[BEGIN Data for the task]
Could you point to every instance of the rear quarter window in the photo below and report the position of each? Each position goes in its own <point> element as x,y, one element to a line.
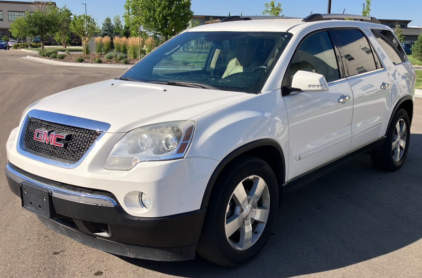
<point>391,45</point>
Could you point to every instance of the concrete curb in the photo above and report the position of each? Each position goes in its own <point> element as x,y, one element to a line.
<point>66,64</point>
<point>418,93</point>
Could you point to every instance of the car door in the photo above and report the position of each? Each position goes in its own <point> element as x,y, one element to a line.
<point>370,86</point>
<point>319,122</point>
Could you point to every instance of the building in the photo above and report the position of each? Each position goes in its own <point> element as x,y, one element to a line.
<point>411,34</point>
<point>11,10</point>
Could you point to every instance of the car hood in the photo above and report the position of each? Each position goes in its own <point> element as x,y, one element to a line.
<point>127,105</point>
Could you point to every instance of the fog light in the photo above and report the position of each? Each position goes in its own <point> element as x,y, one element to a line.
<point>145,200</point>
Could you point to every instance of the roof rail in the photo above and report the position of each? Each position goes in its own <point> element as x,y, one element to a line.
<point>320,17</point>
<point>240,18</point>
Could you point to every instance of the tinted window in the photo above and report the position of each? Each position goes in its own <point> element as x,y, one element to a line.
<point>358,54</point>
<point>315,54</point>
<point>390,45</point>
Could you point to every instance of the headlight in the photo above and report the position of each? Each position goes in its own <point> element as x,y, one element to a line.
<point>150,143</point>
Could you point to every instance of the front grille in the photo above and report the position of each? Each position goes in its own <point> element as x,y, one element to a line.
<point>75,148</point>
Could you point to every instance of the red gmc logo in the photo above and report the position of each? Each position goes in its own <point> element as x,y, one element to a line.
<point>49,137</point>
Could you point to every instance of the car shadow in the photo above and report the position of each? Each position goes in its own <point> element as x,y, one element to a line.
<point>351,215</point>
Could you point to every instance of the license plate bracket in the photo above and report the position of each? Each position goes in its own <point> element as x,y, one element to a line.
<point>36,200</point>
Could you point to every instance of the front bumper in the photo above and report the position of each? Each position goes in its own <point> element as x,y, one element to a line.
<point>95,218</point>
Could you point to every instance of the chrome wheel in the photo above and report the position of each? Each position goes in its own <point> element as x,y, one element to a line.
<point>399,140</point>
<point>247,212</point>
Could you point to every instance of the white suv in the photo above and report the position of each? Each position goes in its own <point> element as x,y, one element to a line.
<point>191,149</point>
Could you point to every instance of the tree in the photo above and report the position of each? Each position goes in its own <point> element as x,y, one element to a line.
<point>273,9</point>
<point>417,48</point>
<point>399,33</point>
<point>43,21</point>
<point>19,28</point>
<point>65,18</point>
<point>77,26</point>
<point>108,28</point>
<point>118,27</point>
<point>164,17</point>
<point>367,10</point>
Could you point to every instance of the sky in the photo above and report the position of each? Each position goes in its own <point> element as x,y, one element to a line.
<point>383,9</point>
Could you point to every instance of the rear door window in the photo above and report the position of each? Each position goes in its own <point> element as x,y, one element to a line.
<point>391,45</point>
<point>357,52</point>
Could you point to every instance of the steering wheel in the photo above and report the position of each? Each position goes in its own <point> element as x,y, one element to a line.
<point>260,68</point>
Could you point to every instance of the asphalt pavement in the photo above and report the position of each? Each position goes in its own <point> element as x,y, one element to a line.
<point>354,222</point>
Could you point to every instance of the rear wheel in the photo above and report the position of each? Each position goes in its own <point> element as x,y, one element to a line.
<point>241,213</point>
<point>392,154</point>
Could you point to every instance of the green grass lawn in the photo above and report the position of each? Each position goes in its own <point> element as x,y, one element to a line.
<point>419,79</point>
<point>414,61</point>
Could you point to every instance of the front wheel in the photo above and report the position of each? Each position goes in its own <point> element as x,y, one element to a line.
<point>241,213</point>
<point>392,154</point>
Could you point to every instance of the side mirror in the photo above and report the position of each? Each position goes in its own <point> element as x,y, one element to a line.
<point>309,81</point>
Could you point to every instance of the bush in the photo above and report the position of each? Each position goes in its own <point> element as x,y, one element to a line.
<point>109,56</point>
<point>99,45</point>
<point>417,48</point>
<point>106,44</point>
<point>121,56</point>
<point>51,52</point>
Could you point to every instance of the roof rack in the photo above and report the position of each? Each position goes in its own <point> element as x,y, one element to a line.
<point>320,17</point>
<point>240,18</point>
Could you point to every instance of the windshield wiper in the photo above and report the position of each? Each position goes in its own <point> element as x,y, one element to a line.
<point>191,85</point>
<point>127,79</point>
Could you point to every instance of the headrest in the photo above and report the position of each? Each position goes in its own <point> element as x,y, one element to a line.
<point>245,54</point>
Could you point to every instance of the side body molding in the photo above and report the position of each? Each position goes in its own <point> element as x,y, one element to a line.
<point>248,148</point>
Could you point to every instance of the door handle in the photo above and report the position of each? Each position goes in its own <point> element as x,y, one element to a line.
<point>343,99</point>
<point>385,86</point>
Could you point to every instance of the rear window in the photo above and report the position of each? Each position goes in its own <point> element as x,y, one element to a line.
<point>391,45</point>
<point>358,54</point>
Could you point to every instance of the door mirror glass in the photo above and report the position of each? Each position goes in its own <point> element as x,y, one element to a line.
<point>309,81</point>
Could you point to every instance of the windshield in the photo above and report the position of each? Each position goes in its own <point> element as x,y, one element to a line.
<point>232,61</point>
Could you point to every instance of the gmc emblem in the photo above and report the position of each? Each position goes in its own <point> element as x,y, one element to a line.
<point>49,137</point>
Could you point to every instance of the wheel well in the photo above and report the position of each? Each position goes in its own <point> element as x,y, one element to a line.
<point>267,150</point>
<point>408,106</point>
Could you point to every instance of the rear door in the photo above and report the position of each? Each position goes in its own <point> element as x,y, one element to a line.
[END Data for the task]
▶ _What the task asks_: Can you give everything in the listing from the line containing "Could you point to every instance of the green" down to the line containing "<point>414,61</point>", both ends included, as a JSON list of strings, one string for each line and blank lines left out?

▶ _Task output_:
[
  "Could you point to every instance of the green grass lawn in the photo above and report the position of each? Each position goes in its own <point> element as x,y, one element to a line.",
  "<point>419,79</point>",
  "<point>414,61</point>"
]